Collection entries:
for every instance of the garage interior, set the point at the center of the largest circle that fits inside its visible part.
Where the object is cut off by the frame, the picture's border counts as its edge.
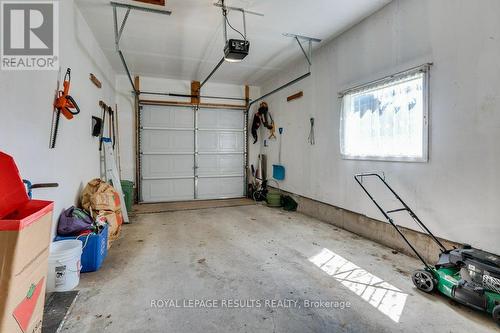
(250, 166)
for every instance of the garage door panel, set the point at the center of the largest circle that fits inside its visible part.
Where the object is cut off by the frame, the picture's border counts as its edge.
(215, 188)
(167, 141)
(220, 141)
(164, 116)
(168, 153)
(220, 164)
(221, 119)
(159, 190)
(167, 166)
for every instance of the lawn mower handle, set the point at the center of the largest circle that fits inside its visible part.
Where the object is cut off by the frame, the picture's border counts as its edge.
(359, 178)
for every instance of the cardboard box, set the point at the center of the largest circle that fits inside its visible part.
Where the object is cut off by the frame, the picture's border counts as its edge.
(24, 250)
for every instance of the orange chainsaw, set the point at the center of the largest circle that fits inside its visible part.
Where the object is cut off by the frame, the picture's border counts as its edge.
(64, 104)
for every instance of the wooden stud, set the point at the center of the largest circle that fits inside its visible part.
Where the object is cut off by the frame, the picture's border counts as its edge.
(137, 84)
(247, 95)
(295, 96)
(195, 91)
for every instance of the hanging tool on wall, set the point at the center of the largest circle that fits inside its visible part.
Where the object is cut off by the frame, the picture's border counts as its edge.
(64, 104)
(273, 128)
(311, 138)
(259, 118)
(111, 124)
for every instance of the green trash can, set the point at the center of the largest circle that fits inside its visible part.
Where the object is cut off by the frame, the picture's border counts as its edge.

--

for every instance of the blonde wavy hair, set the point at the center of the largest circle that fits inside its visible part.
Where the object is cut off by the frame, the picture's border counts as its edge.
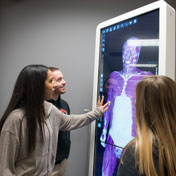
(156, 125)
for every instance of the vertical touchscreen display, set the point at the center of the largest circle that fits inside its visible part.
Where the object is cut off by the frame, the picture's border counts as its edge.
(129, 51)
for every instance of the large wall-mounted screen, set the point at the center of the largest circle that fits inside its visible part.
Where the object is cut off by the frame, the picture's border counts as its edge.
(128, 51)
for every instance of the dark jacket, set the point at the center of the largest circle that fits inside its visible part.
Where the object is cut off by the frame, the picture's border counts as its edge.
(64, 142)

Brief
Each line of the data that has the string "wall" should be returned.

Written response
for every instance of the hanging tool on wall, set the point at the center of the largest circle that fits inside its visible part.
for every instance of the large wall-mounted screen, set the point at the center of the largest circle that fits inside its visible part.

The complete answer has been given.